**What the task requires:** Set down the line that contains "Reviewer note: confirm that every instance of the seated" and every line after it to the end of the entries, exactly as they stand and nothing more.

***

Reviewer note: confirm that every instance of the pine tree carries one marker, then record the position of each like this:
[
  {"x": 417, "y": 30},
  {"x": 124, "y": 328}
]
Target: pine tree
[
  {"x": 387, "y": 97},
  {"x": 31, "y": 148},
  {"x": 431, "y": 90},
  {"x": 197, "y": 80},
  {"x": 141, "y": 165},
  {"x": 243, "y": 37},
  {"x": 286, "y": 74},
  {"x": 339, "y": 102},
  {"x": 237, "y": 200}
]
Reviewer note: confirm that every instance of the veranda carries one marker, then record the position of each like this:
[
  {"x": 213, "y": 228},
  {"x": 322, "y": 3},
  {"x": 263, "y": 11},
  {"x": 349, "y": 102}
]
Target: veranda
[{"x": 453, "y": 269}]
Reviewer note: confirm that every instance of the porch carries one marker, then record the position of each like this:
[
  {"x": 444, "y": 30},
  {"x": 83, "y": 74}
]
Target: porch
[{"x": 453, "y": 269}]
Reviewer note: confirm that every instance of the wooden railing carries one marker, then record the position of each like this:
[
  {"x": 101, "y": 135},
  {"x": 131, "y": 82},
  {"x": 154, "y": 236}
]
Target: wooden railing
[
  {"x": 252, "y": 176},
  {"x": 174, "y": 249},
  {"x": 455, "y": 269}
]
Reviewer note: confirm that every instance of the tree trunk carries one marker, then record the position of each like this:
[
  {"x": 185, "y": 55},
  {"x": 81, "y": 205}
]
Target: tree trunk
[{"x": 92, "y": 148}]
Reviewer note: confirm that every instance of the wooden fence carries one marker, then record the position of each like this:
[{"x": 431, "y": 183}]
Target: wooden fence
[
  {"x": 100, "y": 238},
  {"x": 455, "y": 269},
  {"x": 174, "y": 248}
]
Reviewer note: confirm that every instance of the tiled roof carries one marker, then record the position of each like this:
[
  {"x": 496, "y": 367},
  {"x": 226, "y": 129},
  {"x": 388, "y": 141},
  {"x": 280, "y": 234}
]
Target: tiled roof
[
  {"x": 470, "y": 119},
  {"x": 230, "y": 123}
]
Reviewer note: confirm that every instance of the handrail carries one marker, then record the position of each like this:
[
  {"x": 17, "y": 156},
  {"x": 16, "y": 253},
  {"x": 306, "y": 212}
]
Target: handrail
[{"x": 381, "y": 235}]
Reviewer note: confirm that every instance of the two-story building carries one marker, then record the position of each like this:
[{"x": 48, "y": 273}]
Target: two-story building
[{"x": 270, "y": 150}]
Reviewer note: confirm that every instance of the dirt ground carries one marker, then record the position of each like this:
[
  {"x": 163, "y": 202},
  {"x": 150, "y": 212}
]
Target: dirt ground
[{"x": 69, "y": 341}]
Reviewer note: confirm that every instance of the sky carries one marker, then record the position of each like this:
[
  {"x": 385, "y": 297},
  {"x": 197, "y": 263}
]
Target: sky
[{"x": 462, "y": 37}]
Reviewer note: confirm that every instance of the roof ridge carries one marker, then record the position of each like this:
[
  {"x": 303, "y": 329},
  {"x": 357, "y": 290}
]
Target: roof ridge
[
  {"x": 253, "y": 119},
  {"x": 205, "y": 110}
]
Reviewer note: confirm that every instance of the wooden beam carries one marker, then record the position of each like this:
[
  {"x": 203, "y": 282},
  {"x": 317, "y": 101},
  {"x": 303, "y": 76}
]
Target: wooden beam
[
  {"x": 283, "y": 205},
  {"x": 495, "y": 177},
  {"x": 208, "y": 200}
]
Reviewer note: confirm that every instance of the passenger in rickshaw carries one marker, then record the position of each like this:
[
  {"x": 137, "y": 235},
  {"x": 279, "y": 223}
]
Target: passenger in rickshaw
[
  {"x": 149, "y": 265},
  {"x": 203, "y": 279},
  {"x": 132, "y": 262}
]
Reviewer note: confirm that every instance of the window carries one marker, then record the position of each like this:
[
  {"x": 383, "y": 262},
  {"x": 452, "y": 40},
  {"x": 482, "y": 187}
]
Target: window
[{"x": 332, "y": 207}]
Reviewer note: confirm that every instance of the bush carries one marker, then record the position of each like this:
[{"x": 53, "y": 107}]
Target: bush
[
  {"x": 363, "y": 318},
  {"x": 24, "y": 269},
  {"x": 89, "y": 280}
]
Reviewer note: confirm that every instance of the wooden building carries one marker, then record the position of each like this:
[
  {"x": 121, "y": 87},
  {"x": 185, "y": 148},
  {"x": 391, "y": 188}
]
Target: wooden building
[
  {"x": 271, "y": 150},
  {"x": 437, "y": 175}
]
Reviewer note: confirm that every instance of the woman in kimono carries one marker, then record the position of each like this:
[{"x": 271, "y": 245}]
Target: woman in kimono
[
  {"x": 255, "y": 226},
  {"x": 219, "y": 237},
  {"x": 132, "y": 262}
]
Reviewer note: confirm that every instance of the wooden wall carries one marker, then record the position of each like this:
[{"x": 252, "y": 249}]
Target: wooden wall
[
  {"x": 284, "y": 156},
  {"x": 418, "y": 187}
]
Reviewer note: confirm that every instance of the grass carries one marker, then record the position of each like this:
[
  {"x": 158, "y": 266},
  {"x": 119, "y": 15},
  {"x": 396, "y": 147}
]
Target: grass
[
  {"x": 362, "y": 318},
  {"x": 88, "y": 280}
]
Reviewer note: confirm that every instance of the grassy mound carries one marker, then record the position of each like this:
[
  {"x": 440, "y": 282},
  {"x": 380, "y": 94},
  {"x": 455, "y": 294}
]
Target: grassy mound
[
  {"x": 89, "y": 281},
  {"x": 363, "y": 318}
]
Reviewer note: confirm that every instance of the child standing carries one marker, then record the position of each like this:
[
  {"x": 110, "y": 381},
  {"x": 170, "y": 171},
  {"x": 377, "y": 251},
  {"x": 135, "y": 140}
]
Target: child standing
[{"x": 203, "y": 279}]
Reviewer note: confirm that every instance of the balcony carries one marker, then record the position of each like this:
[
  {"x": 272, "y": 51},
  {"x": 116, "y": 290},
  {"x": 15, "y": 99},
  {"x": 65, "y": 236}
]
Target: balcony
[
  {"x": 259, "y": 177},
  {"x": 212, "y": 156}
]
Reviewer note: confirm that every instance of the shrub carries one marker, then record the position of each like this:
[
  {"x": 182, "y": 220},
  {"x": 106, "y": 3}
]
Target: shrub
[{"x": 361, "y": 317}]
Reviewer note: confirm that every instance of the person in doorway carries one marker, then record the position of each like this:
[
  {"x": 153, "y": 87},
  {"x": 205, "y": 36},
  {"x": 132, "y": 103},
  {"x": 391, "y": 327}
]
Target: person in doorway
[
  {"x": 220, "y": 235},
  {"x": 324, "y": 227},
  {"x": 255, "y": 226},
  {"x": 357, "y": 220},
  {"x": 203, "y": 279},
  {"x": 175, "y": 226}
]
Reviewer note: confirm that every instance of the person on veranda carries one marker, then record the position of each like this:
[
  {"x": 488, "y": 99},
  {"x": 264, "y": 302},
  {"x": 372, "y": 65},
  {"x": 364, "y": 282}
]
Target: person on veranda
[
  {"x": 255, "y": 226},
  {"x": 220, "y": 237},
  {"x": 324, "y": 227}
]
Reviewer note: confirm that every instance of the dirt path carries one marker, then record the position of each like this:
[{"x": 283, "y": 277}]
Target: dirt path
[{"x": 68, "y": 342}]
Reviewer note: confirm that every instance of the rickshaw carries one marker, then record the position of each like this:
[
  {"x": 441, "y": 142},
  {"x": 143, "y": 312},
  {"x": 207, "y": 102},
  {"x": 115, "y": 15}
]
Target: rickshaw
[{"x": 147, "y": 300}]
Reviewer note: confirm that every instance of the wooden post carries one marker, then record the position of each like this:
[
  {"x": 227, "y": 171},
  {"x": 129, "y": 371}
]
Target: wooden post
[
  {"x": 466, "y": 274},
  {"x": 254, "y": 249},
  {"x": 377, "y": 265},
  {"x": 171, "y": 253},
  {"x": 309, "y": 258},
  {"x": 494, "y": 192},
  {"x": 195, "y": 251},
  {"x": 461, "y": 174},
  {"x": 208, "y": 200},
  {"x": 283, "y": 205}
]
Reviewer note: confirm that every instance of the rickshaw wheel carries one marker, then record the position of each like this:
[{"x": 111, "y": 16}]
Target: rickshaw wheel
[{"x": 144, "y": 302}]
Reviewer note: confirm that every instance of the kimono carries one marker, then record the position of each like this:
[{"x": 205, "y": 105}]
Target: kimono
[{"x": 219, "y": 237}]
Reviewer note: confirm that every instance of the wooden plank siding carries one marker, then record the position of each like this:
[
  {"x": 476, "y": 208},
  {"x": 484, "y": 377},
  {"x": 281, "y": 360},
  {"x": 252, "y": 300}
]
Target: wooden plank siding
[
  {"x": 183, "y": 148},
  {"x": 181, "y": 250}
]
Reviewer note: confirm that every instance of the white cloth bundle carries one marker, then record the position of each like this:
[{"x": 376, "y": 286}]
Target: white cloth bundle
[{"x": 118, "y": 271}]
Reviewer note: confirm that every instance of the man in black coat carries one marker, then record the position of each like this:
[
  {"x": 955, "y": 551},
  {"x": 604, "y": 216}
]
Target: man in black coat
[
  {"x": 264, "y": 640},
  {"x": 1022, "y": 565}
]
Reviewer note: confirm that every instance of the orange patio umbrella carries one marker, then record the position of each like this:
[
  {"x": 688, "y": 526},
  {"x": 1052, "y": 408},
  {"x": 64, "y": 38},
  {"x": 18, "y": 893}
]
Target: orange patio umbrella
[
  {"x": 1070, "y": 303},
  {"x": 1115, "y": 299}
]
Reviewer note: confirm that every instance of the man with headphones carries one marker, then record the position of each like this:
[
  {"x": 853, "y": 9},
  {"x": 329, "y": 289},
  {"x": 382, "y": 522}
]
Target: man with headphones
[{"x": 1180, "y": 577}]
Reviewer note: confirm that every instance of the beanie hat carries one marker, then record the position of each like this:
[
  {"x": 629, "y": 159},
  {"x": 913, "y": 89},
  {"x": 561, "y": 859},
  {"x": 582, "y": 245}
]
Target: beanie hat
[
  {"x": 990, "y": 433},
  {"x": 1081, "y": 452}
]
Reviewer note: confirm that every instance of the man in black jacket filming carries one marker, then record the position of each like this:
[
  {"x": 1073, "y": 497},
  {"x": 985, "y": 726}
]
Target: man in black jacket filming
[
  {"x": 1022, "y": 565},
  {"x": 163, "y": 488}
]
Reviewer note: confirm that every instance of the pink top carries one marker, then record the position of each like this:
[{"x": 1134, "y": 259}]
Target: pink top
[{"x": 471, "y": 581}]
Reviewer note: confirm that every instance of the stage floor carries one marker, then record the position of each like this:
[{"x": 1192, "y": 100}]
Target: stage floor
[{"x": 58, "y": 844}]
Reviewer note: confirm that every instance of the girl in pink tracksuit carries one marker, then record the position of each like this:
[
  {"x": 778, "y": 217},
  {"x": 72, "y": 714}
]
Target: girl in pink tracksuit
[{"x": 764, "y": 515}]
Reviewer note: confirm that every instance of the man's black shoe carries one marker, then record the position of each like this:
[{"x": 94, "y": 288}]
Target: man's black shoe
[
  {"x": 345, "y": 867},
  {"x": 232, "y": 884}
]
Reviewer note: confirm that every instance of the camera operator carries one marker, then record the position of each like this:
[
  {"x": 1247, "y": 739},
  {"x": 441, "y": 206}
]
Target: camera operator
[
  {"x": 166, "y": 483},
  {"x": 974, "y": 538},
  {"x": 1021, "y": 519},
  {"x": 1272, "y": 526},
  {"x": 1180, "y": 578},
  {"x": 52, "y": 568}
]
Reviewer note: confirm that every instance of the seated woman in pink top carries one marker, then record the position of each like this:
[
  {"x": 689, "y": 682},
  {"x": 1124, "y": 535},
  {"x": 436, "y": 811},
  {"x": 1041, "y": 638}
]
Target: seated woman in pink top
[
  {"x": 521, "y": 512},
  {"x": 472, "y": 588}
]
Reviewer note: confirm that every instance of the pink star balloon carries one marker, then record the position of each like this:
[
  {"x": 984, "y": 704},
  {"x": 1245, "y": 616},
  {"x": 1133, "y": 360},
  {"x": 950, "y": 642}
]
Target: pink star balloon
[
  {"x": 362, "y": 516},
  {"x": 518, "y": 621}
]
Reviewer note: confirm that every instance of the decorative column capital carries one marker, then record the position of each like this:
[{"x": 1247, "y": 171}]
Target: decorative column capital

***

**Written solution:**
Reviewer note: confirm that every instance of the seated woman in pink top carries one marker, then record the position of each like this:
[
  {"x": 689, "y": 682},
  {"x": 1124, "y": 535},
  {"x": 436, "y": 811},
  {"x": 1041, "y": 638}
]
Target: seated woman in pink top
[
  {"x": 521, "y": 512},
  {"x": 472, "y": 588}
]
Reviewer note: confirm that every instance of the pink star balloon carries one marker, then record the position of each like this:
[
  {"x": 984, "y": 704},
  {"x": 1245, "y": 616},
  {"x": 1133, "y": 360},
  {"x": 950, "y": 642}
]
Target: pink star balloon
[
  {"x": 362, "y": 516},
  {"x": 518, "y": 621}
]
Reviewer note: confirm that every instance of the decorative column capital carries one marker, then record the position of each like this:
[{"x": 1247, "y": 171}]
Target: decorative column capital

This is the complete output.